[Questions to answer]
1/ Decide whether each statement below agrees with the episode summaries, answering yes or no for each and quoting the deciding words from the summaries: (a) In "Undue Influence," Johnson finds support in Dan Logan, the clinic's new investor. (b) In "Two Scents," Libby discovers Joy's secret apartment. (c) In "Monkey Business," Libby begins an affair with Logan.
2/ Resume the episode summaries after their final sentence, keeping the same format of a table row followed by a plot summary.
Start of Source text
| 27 | 3 | "The Excitement of Release" | Miguel Sapochnik | Steven Levenson | July 26, 2015 | 0.509 |
Human Sexual Response is published and receives a mixed response from the public. Masters wants the book to be utilized as a textbook while Johnson seeks an investor for the clinic. Libby gives support to her neighbor. Tessa's experience at school is impacted by her mother's work.
| 28 | 4 | "Undue Influence" | Christopher Manley | Gina Fattore | August 2, 2015 | 0.585 |
Johnson receives a worrying letter from her son in Vietnam and finds support in the clinic's new investor, Dan Logan. Masters attempts to soften his personality. Libby helps her neighbors recover from a tragedy. Margaret tries to adapt to a much different kind of relationship.
| 29 | 5 | "Matters of Gravity" | Adam Arkin | Esta Spalding | August 9, 2015 | 0.552 |
Masters is invited back to Washington University to deliver a speech after the success of the book. Johnson's parents arrive unannounced. Religious fanatics protest the clinic. Johnny is bullied at school and Masters seeks justice.
| 30 | 6 | "Two Scents" | Michael Weaver | David Flebotte | August 16, 2015 | 0.734 |
The Masters and Johnson clinic take on a high-profile Hollywood couple. Johnson reaches her breaking point with her mother. Masters attempts to reinvigorate his relationship with Johnson just as Logan attempts to pursue her. Libby discovers Joy's secret apartment.
| 31 | 7 | "Monkey Business" | Adam Arkin | Michelle Ashford & David Flebotte | August 23, 2015 | 0.643 |
Masters and Johnson are enlisted to apply their sexual dysfunction remedies to a gorilla. Johnson's relationship with Logan deepens. Masters is enticed by the idea of surrogate work. Betty and Helen want a baby and weigh their options. Libby begins an affair with Paul.
End of Source text
Start of Information
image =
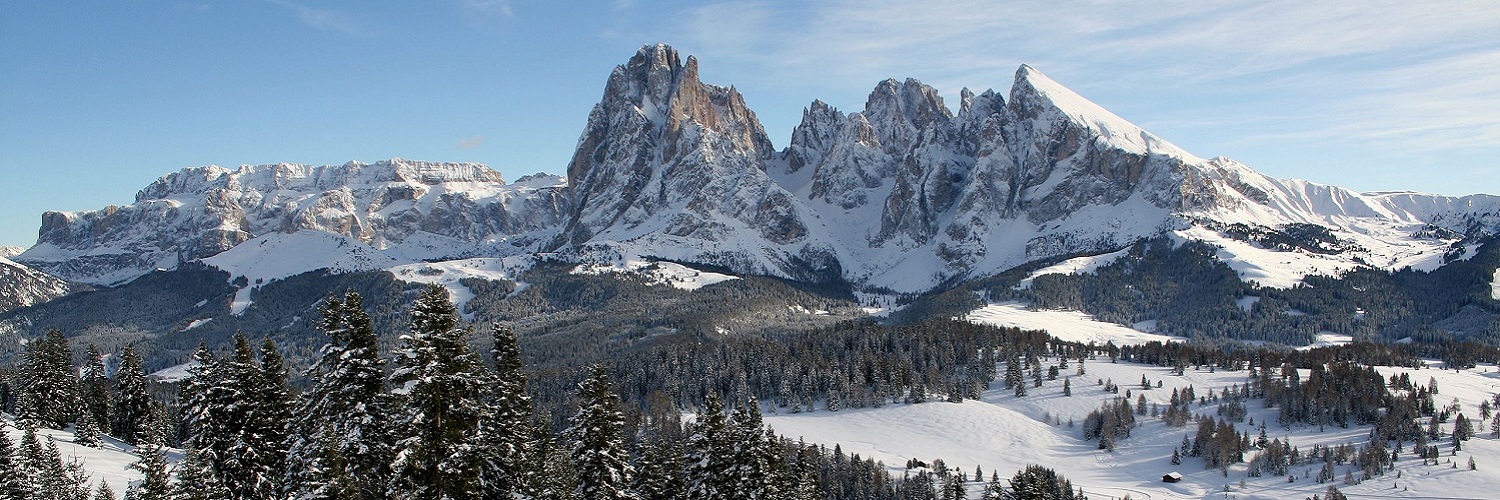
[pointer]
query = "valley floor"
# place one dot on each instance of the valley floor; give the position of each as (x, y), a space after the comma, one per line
(1004, 433)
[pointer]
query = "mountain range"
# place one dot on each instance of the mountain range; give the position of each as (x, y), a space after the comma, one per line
(903, 197)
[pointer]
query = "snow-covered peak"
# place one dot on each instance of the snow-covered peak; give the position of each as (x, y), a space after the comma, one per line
(1040, 95)
(203, 210)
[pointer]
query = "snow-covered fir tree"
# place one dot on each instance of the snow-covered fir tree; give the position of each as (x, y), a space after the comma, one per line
(234, 419)
(131, 413)
(597, 442)
(341, 445)
(155, 470)
(50, 385)
(441, 386)
(93, 383)
(506, 428)
(710, 449)
(14, 482)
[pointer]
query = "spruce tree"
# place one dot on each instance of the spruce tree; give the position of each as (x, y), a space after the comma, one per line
(104, 493)
(341, 446)
(132, 404)
(194, 481)
(710, 449)
(596, 433)
(50, 392)
(504, 431)
(14, 482)
(95, 389)
(441, 385)
(156, 482)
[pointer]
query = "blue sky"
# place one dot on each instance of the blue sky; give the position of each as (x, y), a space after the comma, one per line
(101, 98)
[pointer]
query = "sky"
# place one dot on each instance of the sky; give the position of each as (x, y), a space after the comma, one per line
(101, 98)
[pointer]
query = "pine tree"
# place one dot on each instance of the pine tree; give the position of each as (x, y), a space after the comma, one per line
(194, 481)
(504, 430)
(14, 481)
(599, 452)
(104, 493)
(339, 446)
(95, 389)
(132, 403)
(707, 458)
(659, 472)
(156, 484)
(234, 419)
(87, 431)
(50, 389)
(441, 385)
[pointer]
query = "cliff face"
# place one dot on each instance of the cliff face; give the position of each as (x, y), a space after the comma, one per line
(900, 195)
(203, 210)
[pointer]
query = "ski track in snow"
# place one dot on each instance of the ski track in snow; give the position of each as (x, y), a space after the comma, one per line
(1004, 433)
(1067, 325)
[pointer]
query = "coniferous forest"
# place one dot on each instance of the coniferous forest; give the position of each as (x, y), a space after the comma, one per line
(431, 416)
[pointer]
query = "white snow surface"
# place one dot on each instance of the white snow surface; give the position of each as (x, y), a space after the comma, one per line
(1112, 128)
(1326, 340)
(108, 463)
(1494, 286)
(449, 274)
(656, 272)
(174, 373)
(279, 256)
(1065, 325)
(1074, 266)
(1004, 433)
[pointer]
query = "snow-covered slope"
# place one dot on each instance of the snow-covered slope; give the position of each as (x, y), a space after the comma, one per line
(21, 286)
(1002, 433)
(1067, 325)
(203, 210)
(902, 195)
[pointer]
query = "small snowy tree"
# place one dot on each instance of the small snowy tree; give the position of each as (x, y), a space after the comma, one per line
(599, 452)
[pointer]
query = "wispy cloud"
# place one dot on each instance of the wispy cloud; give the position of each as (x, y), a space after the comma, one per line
(1401, 74)
(326, 20)
(500, 8)
(471, 141)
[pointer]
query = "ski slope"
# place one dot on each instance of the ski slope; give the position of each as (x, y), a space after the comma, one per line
(1004, 433)
(108, 463)
(1065, 325)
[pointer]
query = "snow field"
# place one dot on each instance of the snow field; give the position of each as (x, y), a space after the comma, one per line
(108, 463)
(1065, 325)
(1004, 433)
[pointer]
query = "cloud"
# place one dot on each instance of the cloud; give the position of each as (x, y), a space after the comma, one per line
(500, 8)
(471, 141)
(1400, 74)
(324, 20)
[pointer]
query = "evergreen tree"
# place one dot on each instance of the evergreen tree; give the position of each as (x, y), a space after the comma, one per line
(506, 428)
(599, 451)
(132, 403)
(194, 481)
(14, 482)
(659, 472)
(236, 422)
(95, 389)
(156, 482)
(708, 469)
(87, 431)
(339, 446)
(104, 493)
(441, 386)
(50, 392)
(1037, 482)
(272, 416)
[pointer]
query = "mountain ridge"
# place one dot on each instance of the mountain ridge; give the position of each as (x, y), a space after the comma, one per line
(902, 195)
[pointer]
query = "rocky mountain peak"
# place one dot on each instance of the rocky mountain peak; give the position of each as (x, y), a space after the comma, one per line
(899, 110)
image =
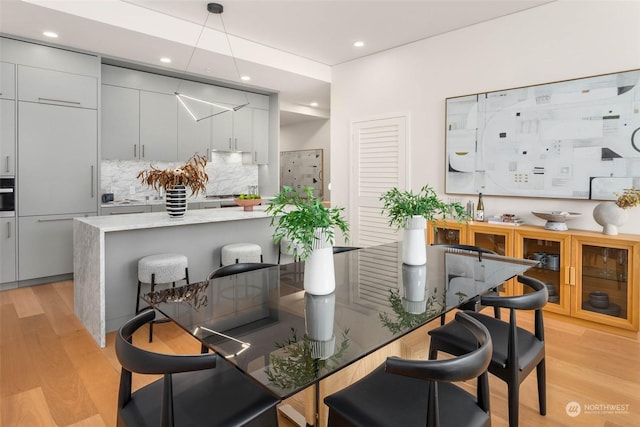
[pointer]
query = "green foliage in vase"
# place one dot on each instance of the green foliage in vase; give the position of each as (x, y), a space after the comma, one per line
(297, 219)
(249, 196)
(296, 366)
(400, 205)
(405, 320)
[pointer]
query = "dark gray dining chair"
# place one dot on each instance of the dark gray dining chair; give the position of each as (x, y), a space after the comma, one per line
(237, 268)
(405, 392)
(474, 303)
(516, 351)
(195, 390)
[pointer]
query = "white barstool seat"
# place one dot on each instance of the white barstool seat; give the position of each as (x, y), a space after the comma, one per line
(240, 252)
(159, 269)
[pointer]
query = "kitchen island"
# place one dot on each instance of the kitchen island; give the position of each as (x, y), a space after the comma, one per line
(106, 250)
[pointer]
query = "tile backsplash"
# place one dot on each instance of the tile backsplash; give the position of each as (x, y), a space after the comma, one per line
(227, 175)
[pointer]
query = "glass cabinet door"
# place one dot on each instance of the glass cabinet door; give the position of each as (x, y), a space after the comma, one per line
(496, 238)
(551, 250)
(445, 232)
(605, 282)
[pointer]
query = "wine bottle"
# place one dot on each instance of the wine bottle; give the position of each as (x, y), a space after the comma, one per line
(480, 209)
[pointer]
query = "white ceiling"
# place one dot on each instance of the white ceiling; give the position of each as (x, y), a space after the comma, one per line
(285, 46)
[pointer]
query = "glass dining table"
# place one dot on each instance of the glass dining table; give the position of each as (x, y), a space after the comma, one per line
(288, 340)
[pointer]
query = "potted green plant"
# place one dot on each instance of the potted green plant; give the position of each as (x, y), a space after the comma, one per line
(411, 211)
(175, 181)
(309, 227)
(611, 215)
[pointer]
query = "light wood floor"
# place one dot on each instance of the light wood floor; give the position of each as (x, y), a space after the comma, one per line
(53, 374)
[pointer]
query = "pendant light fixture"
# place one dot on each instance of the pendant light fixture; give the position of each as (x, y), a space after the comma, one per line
(215, 8)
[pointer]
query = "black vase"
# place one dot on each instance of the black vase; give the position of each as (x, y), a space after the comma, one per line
(176, 201)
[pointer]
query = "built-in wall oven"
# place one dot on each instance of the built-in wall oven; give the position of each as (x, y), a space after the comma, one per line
(7, 197)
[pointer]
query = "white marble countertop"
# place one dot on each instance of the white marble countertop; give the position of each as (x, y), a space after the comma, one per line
(139, 202)
(162, 219)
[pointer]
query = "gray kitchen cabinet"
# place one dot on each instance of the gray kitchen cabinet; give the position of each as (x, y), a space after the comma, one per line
(8, 250)
(260, 136)
(222, 132)
(45, 245)
(57, 87)
(158, 127)
(122, 210)
(193, 137)
(57, 156)
(120, 123)
(7, 137)
(243, 129)
(232, 131)
(7, 81)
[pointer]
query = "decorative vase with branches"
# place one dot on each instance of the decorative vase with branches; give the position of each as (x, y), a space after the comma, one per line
(411, 211)
(191, 175)
(309, 227)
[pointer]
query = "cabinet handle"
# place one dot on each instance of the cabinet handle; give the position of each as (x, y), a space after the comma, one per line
(572, 276)
(58, 100)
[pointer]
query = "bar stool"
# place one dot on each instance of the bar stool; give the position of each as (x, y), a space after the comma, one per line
(234, 253)
(158, 269)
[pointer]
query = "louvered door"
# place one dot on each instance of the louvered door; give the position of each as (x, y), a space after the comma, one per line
(379, 164)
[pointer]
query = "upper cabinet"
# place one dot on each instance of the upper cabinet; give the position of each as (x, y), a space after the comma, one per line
(165, 131)
(193, 136)
(158, 127)
(243, 129)
(120, 123)
(8, 136)
(7, 81)
(260, 136)
(222, 132)
(57, 88)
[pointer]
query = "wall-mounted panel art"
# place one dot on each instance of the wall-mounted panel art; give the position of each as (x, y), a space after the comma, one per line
(300, 169)
(576, 139)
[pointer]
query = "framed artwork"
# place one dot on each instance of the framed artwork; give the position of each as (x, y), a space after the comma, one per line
(575, 139)
(302, 168)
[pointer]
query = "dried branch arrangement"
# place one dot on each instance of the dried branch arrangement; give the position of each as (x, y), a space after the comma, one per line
(192, 174)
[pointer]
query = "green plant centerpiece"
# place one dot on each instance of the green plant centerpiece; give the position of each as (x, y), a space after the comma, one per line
(402, 205)
(308, 227)
(410, 211)
(297, 220)
(248, 201)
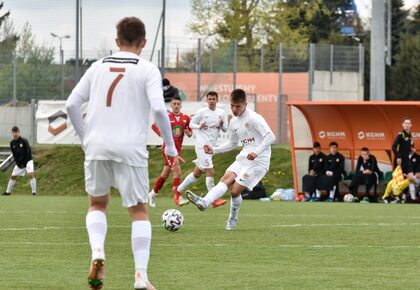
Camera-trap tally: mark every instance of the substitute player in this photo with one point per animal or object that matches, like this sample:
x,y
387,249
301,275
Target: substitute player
x,y
180,127
251,163
120,90
23,158
207,124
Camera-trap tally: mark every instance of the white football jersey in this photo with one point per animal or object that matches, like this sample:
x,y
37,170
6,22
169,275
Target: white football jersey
x,y
119,90
209,134
250,129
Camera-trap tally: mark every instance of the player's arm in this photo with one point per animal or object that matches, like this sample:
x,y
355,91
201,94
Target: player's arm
x,y
156,129
268,135
78,96
154,93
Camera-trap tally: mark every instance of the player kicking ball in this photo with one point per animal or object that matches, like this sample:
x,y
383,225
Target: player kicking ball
x,y
120,90
207,124
251,164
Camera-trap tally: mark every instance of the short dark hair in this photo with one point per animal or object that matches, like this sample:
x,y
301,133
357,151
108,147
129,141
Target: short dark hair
x,y
405,119
178,98
131,31
213,93
238,96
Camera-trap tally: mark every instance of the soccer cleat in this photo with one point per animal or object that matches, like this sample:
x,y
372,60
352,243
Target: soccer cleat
x,y
231,224
182,201
96,274
218,202
140,284
195,199
152,196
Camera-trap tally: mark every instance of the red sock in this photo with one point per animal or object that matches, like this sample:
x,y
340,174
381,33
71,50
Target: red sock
x,y
159,184
175,183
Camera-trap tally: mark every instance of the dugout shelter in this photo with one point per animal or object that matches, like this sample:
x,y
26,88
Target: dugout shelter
x,y
352,125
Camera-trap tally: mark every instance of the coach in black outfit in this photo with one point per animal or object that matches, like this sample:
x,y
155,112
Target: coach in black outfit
x,y
23,158
316,168
367,173
334,172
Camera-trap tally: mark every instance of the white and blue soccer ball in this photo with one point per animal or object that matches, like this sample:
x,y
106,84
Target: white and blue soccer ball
x,y
348,197
172,220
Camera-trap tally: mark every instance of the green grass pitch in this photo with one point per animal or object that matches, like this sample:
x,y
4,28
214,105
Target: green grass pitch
x,y
278,245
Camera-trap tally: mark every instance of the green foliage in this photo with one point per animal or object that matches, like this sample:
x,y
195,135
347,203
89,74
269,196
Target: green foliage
x,y
278,245
406,73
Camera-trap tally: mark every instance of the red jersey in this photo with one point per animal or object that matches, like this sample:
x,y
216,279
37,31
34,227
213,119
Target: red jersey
x,y
179,124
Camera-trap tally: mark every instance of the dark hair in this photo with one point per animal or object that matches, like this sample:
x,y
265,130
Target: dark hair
x,y
405,119
213,93
166,82
131,31
238,96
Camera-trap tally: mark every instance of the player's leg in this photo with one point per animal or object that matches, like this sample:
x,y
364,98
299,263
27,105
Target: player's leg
x,y
175,183
98,180
216,192
159,184
32,180
190,179
210,184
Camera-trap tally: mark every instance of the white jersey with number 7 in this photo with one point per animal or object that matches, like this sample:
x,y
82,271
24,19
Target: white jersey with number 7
x,y
119,90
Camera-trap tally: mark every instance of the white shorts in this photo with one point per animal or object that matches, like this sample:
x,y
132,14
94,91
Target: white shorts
x,y
17,171
204,161
132,182
248,173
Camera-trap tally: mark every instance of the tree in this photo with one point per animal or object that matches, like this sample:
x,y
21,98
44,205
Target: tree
x,y
406,73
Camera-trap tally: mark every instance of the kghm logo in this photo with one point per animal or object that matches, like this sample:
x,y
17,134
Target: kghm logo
x,y
332,134
371,135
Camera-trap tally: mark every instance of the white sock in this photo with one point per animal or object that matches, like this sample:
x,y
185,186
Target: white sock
x,y
96,226
215,193
235,205
10,185
190,179
141,236
209,182
32,182
412,190
332,192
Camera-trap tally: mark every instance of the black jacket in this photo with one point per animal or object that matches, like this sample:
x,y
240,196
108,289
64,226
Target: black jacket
x,y
21,151
317,163
170,93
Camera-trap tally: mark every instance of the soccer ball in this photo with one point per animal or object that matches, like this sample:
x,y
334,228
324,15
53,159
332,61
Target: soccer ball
x,y
348,197
172,220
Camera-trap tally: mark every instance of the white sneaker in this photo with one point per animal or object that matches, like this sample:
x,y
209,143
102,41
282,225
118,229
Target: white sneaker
x,y
231,225
140,284
182,201
152,196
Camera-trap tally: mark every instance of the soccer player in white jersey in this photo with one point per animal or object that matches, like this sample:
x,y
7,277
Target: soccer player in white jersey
x,y
206,124
251,164
120,90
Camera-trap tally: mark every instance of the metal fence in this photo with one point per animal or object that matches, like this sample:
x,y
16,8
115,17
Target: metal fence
x,y
294,72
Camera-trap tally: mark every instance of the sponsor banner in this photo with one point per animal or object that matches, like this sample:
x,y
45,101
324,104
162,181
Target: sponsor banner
x,y
54,126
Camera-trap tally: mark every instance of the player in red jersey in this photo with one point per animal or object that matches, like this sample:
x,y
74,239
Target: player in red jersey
x,y
180,127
End of Information
[Results of the exercise]
1/
(a) Yes: "finds support in the clinic's new investor, Dan Logan."
(b) Yes: "Libby discovers Joy's secret apartment."
(c) No: "Libby begins an affair with Paul."

2/
| 32 | 8 | "Surrogates" | Matt Earl Beesley | Steven Levenson | August 30, 2015 | 0.688 |
Johnson and Logan disappear to Las Vegas for a weekend. Masters uses her absence to launch the surrogacy program despite Johnson's reservations. Betty, Helen, and Austin participate in an elaborate ruse to get pregnant via the clinic. Libby gives Paul insight into her past affair.
| 33 | 9 | "High Anxiety" | Dan Attias | Jonathan Igla | September 6, 2015 | 0.562 |
Johnson returns from Nevada incensed by Masters launching the surrogacy program behind her back. Her objections to the program ultimately fall on deaf ears as Masters develops a bond with one of the surrogates. Logan's research at the clinic hits a dead end. Austin seeks comfort from Betty and Helen after he loses custody of his children.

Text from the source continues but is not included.